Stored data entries
○ ○ ○

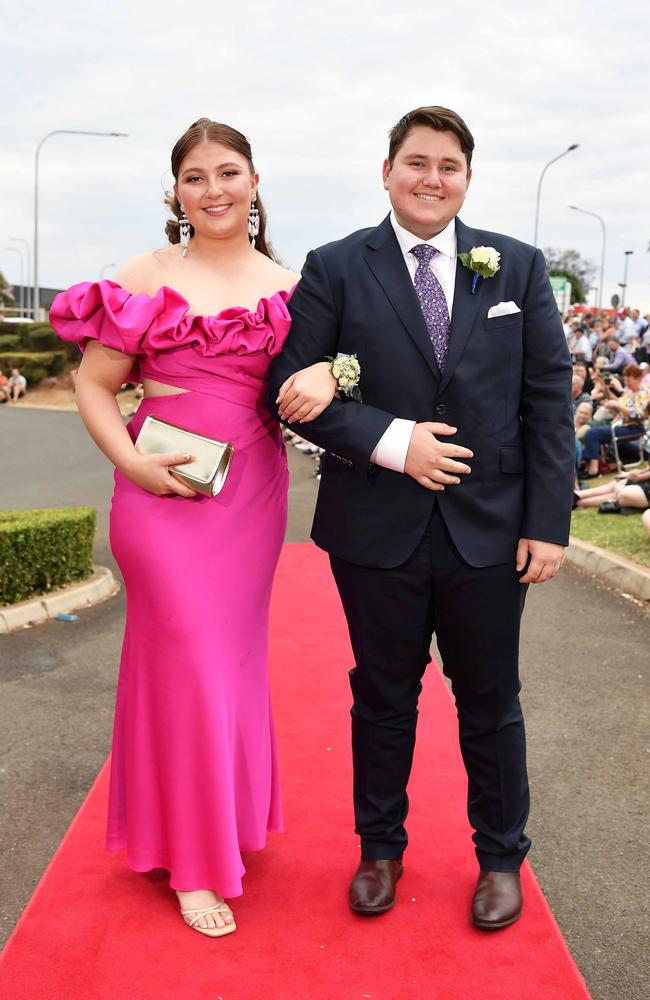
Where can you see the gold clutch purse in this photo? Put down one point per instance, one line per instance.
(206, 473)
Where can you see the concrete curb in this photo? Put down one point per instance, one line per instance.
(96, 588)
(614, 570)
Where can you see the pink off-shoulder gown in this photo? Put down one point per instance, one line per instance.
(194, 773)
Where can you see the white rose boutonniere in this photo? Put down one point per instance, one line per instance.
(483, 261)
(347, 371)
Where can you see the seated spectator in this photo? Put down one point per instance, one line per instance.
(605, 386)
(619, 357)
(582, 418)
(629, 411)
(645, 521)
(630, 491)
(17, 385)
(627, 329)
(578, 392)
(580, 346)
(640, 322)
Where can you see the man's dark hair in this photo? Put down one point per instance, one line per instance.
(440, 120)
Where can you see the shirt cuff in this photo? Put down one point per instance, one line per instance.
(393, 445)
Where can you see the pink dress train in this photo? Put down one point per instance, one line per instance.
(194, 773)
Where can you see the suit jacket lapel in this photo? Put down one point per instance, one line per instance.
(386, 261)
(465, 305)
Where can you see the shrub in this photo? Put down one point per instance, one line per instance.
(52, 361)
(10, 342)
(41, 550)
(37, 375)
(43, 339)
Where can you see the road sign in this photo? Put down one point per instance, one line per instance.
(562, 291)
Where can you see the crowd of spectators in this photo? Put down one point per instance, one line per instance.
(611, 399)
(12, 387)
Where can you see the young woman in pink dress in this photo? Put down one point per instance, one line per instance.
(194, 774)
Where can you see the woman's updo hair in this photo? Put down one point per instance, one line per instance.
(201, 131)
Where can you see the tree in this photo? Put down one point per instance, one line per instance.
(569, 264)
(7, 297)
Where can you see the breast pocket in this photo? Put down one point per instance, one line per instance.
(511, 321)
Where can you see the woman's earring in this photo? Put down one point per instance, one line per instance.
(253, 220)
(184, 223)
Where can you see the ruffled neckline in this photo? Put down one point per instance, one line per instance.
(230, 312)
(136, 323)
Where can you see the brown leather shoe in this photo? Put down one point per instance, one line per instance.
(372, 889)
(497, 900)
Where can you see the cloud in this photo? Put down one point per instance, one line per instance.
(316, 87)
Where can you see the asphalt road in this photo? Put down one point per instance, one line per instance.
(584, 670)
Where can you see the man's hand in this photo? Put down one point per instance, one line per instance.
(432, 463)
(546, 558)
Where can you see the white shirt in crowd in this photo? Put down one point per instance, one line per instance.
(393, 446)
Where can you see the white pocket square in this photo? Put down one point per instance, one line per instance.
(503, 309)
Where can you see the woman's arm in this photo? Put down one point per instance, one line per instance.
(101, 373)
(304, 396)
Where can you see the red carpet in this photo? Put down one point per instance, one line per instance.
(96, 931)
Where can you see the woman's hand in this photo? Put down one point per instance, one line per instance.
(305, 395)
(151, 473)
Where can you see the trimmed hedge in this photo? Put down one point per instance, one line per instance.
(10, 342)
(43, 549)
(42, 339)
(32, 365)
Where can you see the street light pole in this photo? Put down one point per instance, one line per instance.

○ ○ ○

● ACTION ITEM:
Print the records word for word and exclude any picture they hold.

● RESPONSE TO THIS EXERCISE:
Where can you see the gold clutch purse in this photo? Put down one point per instance, one line per instance.
(206, 473)
Where can you see the concrete curb in this photo? Put down one point per instance, one line per instance.
(96, 588)
(614, 570)
Where can you see the pink off-shoulder gown in this photo? Put down one point per instance, one line per instance.
(194, 773)
Where can you see the white rose boutonniere in this photo? Put down one point per instance, one line per instance.
(483, 261)
(347, 371)
Where can you see the seated spectator in this photo? Put down one point per instance, one line per instance.
(605, 386)
(619, 357)
(582, 418)
(629, 411)
(645, 521)
(630, 491)
(17, 385)
(627, 329)
(578, 392)
(580, 346)
(640, 322)
Where can you see the man's dark hair in this photo? Put down one point per instance, one line per instance.
(440, 120)
Where can you see the shirt cuff in this photo? Put down one point per instance, one line per instance.
(393, 445)
Where can you see the pink dress train in this photo? Put down one point per instance, one line per instance.
(194, 773)
Where can you see the suit jacket lapel in this photo? Put down one point per instance, one line per instance.
(386, 261)
(465, 305)
Where can you see the shrub in this photo? Put down one point per instance, one line per instance.
(52, 361)
(10, 342)
(41, 550)
(37, 375)
(43, 339)
Where can you see the road sign in this photo? Put down one point per instance, one line per instance.
(562, 291)
Where can you see the crowd of spectators in this photo? Put down one point per instance, one line per instance.
(611, 399)
(12, 387)
Where can you see the young woman in pink dress in this photo? Put down one point per instance, one line per instance.
(194, 774)
Where can you see the woman's updo hair in this photo? Put down one point per instance, one line per instance.
(201, 131)
Where can you see the tree in this photo? Put down one point per instance, one line per instance.
(569, 264)
(7, 297)
Where can you see the breast pocket in this photo? Put down one point per instance, one line per instance.
(511, 321)
Where can you see the woman's earring in this photo? Put down one point per instance, one line per instance.
(253, 220)
(184, 223)
Where can you see the ruffled neckline in this photo? Put down one point per instance, one line per instance.
(230, 312)
(136, 323)
Where can you see the brown leather shoe in this photo? Put down one point per instance, one line per instance.
(372, 889)
(497, 900)
Where can you see the cloud in this photo? Put down one point per instance, one line per instance.
(316, 87)
Where can you see the asphalt road in this photo? Put down one point per instance, one line per instance.
(584, 670)
Where can you see the man's hand in this photo? Put down one point per instance, one line per instance.
(432, 463)
(546, 558)
Where can you see the white shirt in crowd in this photo? Put down one point per instance, one line per instance.
(393, 446)
Where can you see the white pocket square in this photo? Put down one point per instance, one line per instance.
(503, 309)
Where can you see the woman's arm in this photo? Put down one point per instance, one line per instance.
(101, 373)
(304, 396)
Where can you see the red carpet in this photo? Put down one point per instance, one line per instance.
(96, 931)
Where can you see the woman's hand in this photo? Put down one point per instance, one line per instance.
(305, 395)
(151, 473)
Where can you see the trimmed hedge in this photo? Put down one point per instance, one line per instance.
(10, 342)
(43, 549)
(42, 339)
(32, 365)
Where can you see the street light pole in this photo? Put down one point per instance, one line per instance.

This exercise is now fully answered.